SUPPLIED INFORMATION →

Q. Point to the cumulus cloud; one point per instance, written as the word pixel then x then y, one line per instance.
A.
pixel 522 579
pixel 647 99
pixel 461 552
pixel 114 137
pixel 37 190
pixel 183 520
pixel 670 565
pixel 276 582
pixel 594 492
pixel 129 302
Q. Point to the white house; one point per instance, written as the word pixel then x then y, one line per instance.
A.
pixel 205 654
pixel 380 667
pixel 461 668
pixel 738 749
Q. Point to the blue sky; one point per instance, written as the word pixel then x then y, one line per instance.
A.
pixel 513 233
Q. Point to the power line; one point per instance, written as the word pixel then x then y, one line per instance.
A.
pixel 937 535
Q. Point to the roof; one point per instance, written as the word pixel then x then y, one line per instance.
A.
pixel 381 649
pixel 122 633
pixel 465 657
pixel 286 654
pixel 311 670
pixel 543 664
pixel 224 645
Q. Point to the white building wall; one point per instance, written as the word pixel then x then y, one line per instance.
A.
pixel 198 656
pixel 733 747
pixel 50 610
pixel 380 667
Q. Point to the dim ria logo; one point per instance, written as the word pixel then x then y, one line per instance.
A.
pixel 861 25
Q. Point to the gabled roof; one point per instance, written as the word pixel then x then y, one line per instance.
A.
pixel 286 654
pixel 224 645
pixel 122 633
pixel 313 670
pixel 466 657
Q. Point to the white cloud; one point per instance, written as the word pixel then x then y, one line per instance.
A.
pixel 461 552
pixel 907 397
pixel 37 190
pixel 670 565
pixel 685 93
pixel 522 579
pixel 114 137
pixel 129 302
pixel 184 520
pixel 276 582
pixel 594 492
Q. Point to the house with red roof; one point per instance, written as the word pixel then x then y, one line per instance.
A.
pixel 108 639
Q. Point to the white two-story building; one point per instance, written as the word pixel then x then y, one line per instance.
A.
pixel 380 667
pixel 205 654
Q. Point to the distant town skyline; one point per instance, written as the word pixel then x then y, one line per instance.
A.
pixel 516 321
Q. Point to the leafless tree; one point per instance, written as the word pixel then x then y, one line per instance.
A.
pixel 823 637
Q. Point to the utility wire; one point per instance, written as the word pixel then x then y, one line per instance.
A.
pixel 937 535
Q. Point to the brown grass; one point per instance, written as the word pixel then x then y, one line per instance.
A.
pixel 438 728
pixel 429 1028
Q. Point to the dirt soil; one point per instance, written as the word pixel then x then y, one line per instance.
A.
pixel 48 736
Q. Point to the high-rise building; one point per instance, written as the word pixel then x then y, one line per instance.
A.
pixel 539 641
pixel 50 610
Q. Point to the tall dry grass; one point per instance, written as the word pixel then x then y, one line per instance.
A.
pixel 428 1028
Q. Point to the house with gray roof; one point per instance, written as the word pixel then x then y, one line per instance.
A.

EXERCISE DESCRIPTION → All lines of the entries above where "with" turns up should be reported.

RESPONSE TO THE EXERCISE →
Q. Point to the house with red roof; one point per instance, written as the word pixel then x then y, one line per instance.
Q. Point to the house with gray roof; one point per instance, written as the word pixel then x then y, one line per instance.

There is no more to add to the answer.